• _TRAVAIL À FAIRE_
**a.** D'après le texte sur le développement régional, en quelle année le Bloc québécois est-il arrivé ici ?
**b.** Prolongez le texte sur le développement régional à partir de sa dernière phrase.

Il faudrait aussi que le gouvernement fédéral rétablisse ses dépenses en immobilisation à un niveau acceptable et qu'il relève substantiellement le budget de développement national au Québec, qui est trois fois moins élevé que dans les Maritimes. Par conséquent, des sommes d'argent disponibles pourraient être versées au Québec, et il faudrait faire en sorte que ces sommes soient beaucoup plus importantes.
Nos concitoyens et concitoyennes constatent que le gouvernement fédéral accuse un surplus de 9 milliards de dollars. De plus, en même temps, ils constatent aussi qu'on a beaucoup de difficulté à obtenir les sommes d'argent nécessaires pour stimuler la recherche et le développement dans nos régions, et pour s'assurer que nos PME ont accès à des programmes qui leur permettent d'être compétitives dans la nouvelle réalité mondiale.
De ce côté, une accélération et une simplification des modes de fonctionnement seraient nécessaires pour qu'on soit compétitifs, qu'on ait des produits dans les bons créneaux et qu'on puisse assumer nos responsabilités et maintenir et développer de l'emploi, plutôt que d'avoir une politique défensive, comme celle qu'on a actuellement. En effet, on dit aux gens du secteur du textile: « On va donner un petit montant de 25 millions de dollars, mais après cela, on n'a plus d'autre argent. Faites face à la vague qui vous arrive de la Chine, de l'Inde et du Pakistan, et débrouillez-vous avec cela, car nous ne pouvons pas vous aider plus qu'on ne le fait maintenant. »
Quand les gens entendent ce discours et que, de l'autre côté, ils voient le ministre des Finances arriver avec un surplus de 9 milliards de dollars, ils se disent que dans le fond, c'est comme quelqu'un qui a décidé de payer son hypothèque en cinq ans et qui fait crever de faim les membres de sa famille pour être certain de l'avoir payé le plus tôt possible. Il y a là aussi des signes que le gouvernement fédéral, en matière de développement régional, n'a pas assumé ses responsabilités.
Le manque de sensibilité le plus évident, c'est bien sûr le fait qu'il n'y a pas eu de réforme en profondeur du régime d'assurance-emploi. Le Bloc québécois est arrivé ici en 1993. À ce moment-là, les libéraux avaient pris l'engagement qu'il y aurait une véritable réforme du régime d'assurance-emploi. M. Chrétien avait pris un engagement à titre de candidat à la chefferie du Parti libéral à l'effet qu'il y aurait une réforme positive pour les chômeurs. Une lettre le confirme. Tout de suite après sa prise du pouvoir, il a fait le contraire: il a serré la vis, il a diminué l'admissibilité au régime et il a enlevé aux régions un outil de développement régional. C'est un outil de stabilisation des activités économiques qui n'est plus là.
Sans avoir les programmes de compensation pour relancer l'économie régionale, on a en même temps fermé le robinet sur un facteur de réinvestissement dans la région qui était très pertinent et qui permettait de maintenir le pacte social existant entre les régions-ressources du Québec et du Canada et le centre. Par le passé, l'industrialisation s'était faite principalement dans les villes-centres, mais les régions-ressources, elles, avaient le régime d'assurance-emploi pour compenser le fait qu'elles vivaient des secteurs saisonniers.

• _DONNÉES ENREGISTRÉES_
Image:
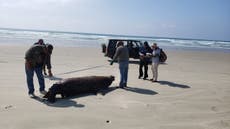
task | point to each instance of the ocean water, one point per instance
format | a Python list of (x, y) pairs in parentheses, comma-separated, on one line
[(28, 37)]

• _RÉSULTATS ATTENDUS_
**a.** En 1993.

**b.**
Le manque de sensibilité du gouvernement fédéral dans ce dossier lui a fait très mal depuis quatre élections, et on ne réussit pas encore à enregistrer le message à l'effet qu'il faudrait procéder à une véritable réforme du régime d'assurance-emploi. On comprendra les inquiétudes de la population de se faire dire qu'on créera une agence sous le ministre du Développement régional qui n'aura plus nécessairement à réinvestir dans les régions qui en ont le plus besoin, mais qui pourra choisir quelles régions il développera. De cette façon, cette agence en arrivera à des conclusions qui ne seront pas celles pertinentes pour le développement économique du Québec.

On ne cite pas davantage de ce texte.